Task directions – Copy every one of the items below word for word, keeping each line in its original order.

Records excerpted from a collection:
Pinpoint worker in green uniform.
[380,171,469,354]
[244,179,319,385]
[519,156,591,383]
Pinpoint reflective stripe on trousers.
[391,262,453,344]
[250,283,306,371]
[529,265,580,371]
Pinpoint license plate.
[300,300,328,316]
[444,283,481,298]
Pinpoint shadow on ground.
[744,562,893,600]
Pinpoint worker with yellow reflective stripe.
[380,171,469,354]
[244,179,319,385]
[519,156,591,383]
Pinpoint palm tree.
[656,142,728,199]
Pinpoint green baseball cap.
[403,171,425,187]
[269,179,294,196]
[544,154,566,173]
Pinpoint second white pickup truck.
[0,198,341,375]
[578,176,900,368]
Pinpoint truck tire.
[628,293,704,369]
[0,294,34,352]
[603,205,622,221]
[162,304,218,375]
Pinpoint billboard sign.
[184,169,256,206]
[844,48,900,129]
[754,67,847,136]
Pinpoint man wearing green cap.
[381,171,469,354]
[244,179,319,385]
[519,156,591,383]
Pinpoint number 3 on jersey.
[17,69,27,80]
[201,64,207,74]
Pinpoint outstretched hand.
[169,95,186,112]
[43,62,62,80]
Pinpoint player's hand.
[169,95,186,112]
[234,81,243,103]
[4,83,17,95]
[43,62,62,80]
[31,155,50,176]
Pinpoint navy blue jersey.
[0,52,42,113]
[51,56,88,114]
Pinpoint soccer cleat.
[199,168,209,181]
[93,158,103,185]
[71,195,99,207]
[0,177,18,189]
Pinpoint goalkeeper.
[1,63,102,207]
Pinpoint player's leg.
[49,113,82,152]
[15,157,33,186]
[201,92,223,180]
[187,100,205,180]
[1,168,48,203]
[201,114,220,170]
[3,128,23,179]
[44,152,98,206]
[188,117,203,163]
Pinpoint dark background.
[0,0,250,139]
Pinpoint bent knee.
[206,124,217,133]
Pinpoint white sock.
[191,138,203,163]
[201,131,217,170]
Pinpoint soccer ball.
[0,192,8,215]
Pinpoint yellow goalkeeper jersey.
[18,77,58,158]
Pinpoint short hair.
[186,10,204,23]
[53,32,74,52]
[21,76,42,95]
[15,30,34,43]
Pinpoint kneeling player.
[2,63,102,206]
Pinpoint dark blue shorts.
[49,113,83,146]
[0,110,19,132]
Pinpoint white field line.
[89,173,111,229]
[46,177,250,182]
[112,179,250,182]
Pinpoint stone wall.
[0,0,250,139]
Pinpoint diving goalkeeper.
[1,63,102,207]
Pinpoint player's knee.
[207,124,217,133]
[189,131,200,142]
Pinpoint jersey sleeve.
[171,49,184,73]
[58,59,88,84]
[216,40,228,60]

Answer to the task –
Pinpoint worker in green uniform.
[380,171,469,354]
[244,179,319,385]
[519,156,591,383]
Pinpoint reflective stripe on trousers.
[391,262,453,344]
[250,283,306,371]
[529,265,580,371]
Pinpoint license plate.
[300,300,328,316]
[444,283,481,298]
Pinpoint shadow on ground.
[744,562,893,600]
Pinpoint worker with yellow reflective stripe.
[380,171,469,354]
[244,179,319,385]
[519,156,591,383]
Pinpoint palm tree.
[656,142,728,199]
Pinpoint green baseball cap.
[403,171,425,187]
[269,179,294,196]
[544,154,566,173]
Pinpoint second white pickup truck.
[0,198,341,375]
[578,176,900,368]
Pinpoint truck tire.
[628,293,704,369]
[0,294,34,352]
[603,205,622,221]
[162,304,218,375]
Pinpoint billboard sign.
[184,169,256,206]
[844,48,900,129]
[754,67,847,136]
Pinpoint man wearing green cap.
[381,171,469,354]
[244,179,319,385]
[519,156,591,383]
Pinpoint number 3 on jersey.
[17,69,27,80]
[201,64,207,74]
Pinpoint outstretched hand.
[169,95,186,112]
[43,62,62,80]
Pinpoint player's hand.
[169,95,186,112]
[234,81,243,103]
[4,83,17,95]
[43,62,62,80]
[31,155,50,176]
Pinpoint navy blue jersey.
[0,52,42,113]
[51,56,88,114]
Pinpoint soccer cleat.
[199,168,209,181]
[93,158,103,185]
[71,195,99,207]
[0,177,18,189]
Pinpoint goalkeeper.
[1,63,102,207]
Pinpoint player's leg.
[49,113,82,152]
[15,157,33,186]
[201,92,223,180]
[187,100,205,180]
[1,168,48,203]
[201,114,220,170]
[3,128,23,179]
[44,152,98,206]
[188,117,203,163]
Pinpoint dark background.
[0,0,250,139]
Pinpoint bent knee.
[206,124,217,133]
Pinpoint white sock.
[191,138,203,163]
[201,131,217,170]
Pinpoint soccer ball.
[0,192,8,215]
Pinpoint yellow goalkeeper jersey.
[18,77,58,158]
Pinpoint short hair.
[186,10,204,23]
[53,32,74,52]
[21,76,42,95]
[15,30,34,43]
Pinpoint kneeling player.
[2,63,102,206]
Pinpoint dark blue shorts.
[49,113,83,146]
[0,110,19,132]
Pinpoint white field line.
[89,173,111,229]
[46,177,250,182]
[112,179,250,182]
Pinpoint stone wall.
[0,0,250,139]
Pinpoint diving goalkeeper.
[1,63,102,207]
Pinpoint player's knee.
[207,124,217,133]
[189,131,200,142]
Pinpoint jersey sleeve.
[171,49,184,73]
[58,59,88,84]
[216,40,228,60]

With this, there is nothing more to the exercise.